• _Data supplied_
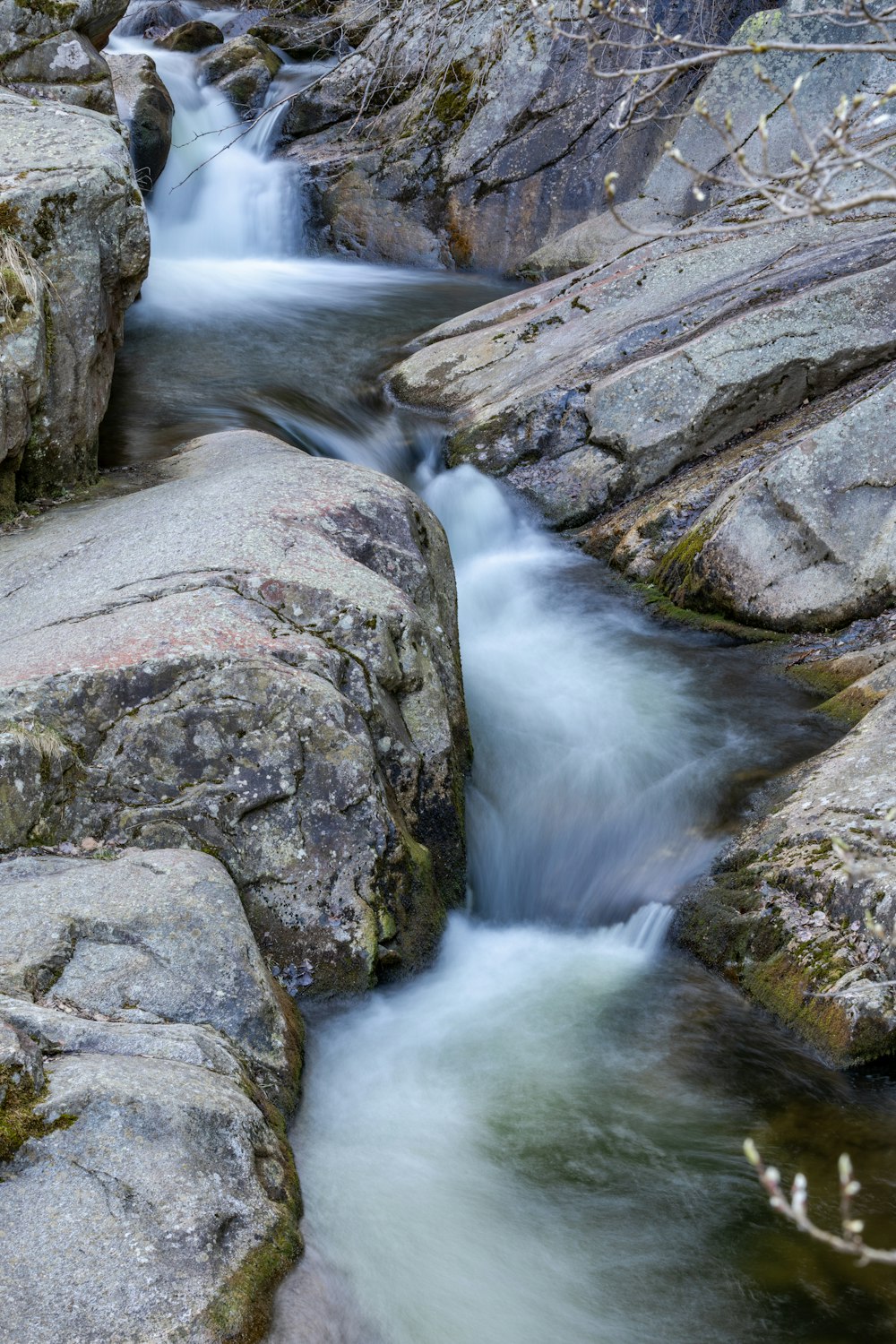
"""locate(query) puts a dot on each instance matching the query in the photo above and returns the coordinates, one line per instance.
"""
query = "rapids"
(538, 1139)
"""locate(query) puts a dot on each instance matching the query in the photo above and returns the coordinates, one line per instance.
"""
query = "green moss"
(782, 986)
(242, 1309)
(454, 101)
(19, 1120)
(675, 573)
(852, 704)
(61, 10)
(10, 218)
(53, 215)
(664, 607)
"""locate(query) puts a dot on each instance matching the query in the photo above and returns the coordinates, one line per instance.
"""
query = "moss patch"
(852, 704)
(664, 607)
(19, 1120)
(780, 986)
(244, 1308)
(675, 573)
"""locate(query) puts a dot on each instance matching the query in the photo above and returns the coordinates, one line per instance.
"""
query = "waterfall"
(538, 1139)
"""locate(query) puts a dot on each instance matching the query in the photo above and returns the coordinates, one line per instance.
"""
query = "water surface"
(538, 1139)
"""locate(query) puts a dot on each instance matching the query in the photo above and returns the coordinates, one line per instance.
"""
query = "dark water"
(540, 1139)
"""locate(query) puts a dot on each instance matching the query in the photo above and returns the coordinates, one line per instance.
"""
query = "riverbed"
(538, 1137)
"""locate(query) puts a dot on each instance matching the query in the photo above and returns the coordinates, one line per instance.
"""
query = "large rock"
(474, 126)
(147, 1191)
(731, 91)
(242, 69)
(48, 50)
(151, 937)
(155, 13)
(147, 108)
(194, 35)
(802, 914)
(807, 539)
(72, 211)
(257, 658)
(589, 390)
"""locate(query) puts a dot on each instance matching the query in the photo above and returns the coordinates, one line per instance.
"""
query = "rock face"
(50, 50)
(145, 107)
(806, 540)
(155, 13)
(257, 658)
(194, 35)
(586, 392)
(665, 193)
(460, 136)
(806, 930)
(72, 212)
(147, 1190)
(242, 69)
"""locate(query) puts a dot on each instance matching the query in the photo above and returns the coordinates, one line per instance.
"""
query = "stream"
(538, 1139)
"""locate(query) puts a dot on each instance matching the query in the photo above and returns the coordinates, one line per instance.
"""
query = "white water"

• _Exercise aim_
Please change "puts a dot on" to "marks" everywhere in the items above, and write them all out again with nothing else altered and the pictures left out.

• _Completed exercise_
"""locate(query) marks each instance matching the query in the photo above and returns the coordinates, one line per instance.
"""
query = "rapids"
(538, 1139)
"""locate(query) marks each instance matching the query in the photo above and returns the coordinates, one line per instance.
"""
query = "green moss"
(782, 986)
(242, 1309)
(454, 101)
(19, 1120)
(675, 573)
(852, 704)
(61, 10)
(10, 218)
(53, 215)
(664, 607)
"""locate(query) marks each instance matching the query in the photo above and returns the coordinates, one line per instance.
"""
query = "moss patch"
(852, 704)
(664, 607)
(19, 1120)
(780, 986)
(244, 1308)
(675, 573)
"""locate(query) marks each instance matching the query in the photo above and returns the coordinates, one line per instance.
"""
query = "waterfall"
(538, 1139)
"""locate(query) marks each instance matching the query in the photo above and returns the coordinates, one line per instance.
"""
query = "water surface"
(538, 1139)
"""locate(query) marks each instance matching the query in the photo above and returns the coordinates, one line per instance.
"""
query = "dark water"
(540, 1139)
"""locate(query) marks each instance matching the query in the photo above and returns the coordinates, one line per instance.
"""
query = "riverbed"
(538, 1137)
"""locate(query) marks each instance matching the query in the photo above and returns the coordinates, one line per instance.
"""
query = "large rock"
(474, 126)
(147, 1191)
(731, 91)
(242, 69)
(48, 50)
(151, 937)
(155, 13)
(147, 108)
(194, 35)
(802, 914)
(807, 539)
(72, 211)
(257, 658)
(589, 390)
"""locate(query) marks each instance matching the query in the photo above and returns the coordinates, one line per instance.
"""
query = "rock face"
(50, 50)
(145, 107)
(806, 540)
(155, 13)
(257, 658)
(194, 35)
(586, 392)
(665, 193)
(460, 136)
(806, 930)
(72, 212)
(147, 1190)
(242, 69)
"""locate(query) marks each instance matching the query in the photo above and returns the coordinates, one line per instance.
"""
query = "stream"
(538, 1139)
"""locate(query) marks each instance matching the query in the photo above and returns the coordinates, one line per instance.
"""
query = "white water"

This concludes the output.